Data to examine below:

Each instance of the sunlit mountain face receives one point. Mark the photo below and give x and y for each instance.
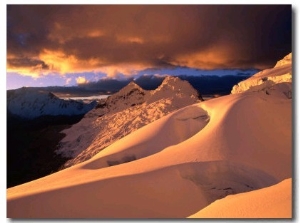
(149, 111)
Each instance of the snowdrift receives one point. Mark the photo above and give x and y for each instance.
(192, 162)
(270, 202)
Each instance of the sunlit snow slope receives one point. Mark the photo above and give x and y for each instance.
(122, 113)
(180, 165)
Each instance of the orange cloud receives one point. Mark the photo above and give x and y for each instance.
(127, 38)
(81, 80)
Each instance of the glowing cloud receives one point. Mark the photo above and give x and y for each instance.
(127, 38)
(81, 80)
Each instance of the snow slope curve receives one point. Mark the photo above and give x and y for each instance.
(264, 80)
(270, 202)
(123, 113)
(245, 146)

End of Data to examine.
Data to examine below:

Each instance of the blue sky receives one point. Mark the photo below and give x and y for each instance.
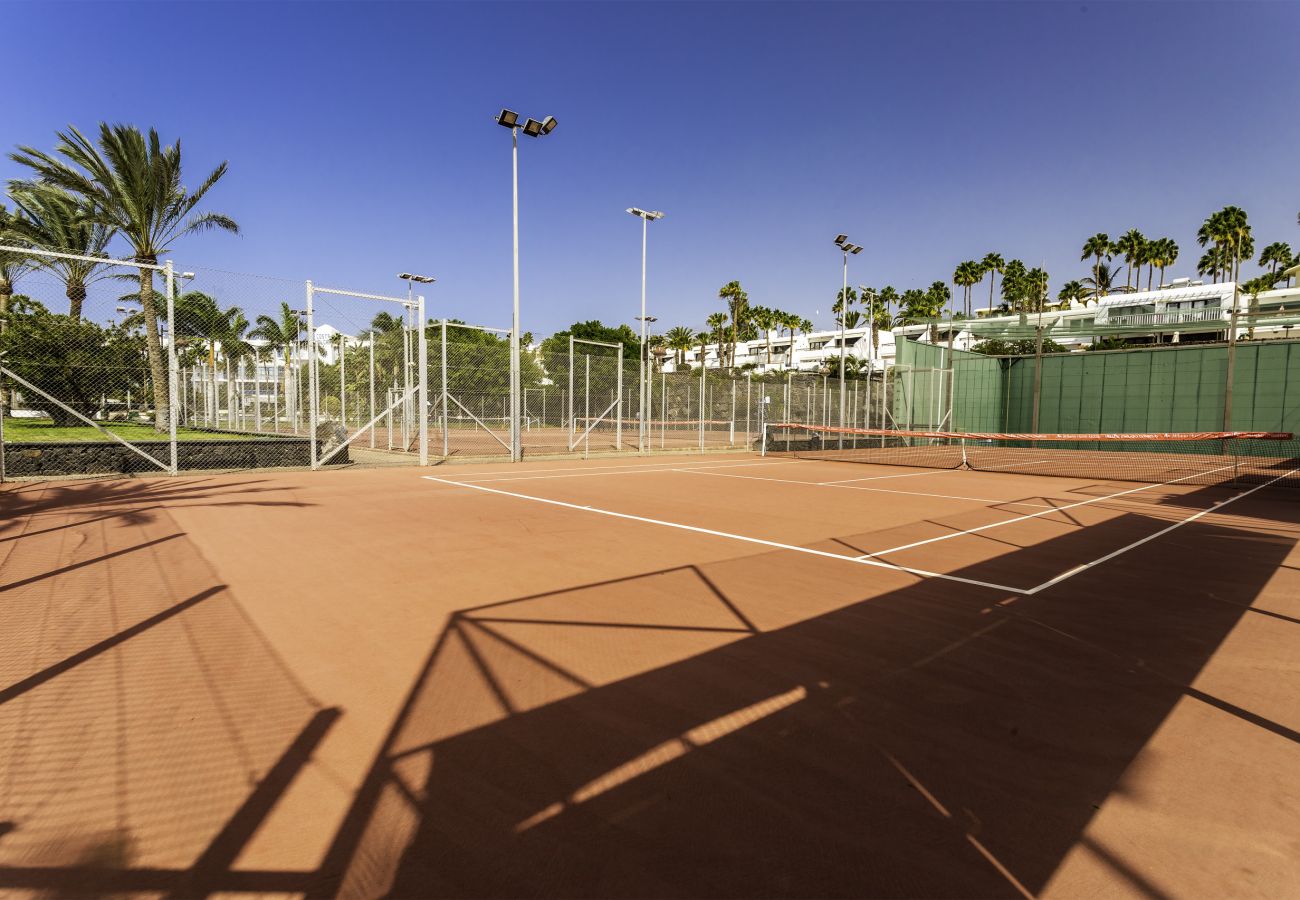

End of Data to examine.
Data to examine below:

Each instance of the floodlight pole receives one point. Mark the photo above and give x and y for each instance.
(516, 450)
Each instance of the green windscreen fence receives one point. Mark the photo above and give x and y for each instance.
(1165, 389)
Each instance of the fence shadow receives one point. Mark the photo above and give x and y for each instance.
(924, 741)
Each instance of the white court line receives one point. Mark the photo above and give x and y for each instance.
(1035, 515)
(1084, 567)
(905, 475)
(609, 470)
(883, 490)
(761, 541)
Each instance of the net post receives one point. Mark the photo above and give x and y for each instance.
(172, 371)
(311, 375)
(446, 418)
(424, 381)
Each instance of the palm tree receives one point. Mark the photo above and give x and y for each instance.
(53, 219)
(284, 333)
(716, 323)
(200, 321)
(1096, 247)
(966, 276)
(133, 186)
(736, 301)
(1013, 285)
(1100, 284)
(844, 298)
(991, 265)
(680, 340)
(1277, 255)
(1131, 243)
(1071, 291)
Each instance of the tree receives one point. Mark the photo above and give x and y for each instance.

End of Data to examine.

## [To do]
Output exactly one stretch of the listing: from the line containing "Each instance of the white" through the line containing "Each instance of the tree", both end lines included.

## [Answer box]
Each instance of the white court line receives one point. Mark the photo above and give x and y for each instance.
(1035, 515)
(1084, 567)
(905, 475)
(609, 470)
(883, 490)
(761, 541)
Each instance of the net post receives one point. Mark the photo above and give x and y for each instance.
(172, 371)
(311, 375)
(446, 418)
(424, 381)
Each instance of the palm tree receives one point. Mark the photo above and give x and y for each instance.
(53, 219)
(284, 333)
(716, 323)
(200, 321)
(1096, 247)
(966, 276)
(133, 186)
(736, 301)
(1013, 285)
(1100, 284)
(844, 298)
(991, 265)
(680, 340)
(1277, 255)
(1131, 243)
(1071, 291)
Each instance of the tree receives one point. Mark the photo above and give x and y for each instance.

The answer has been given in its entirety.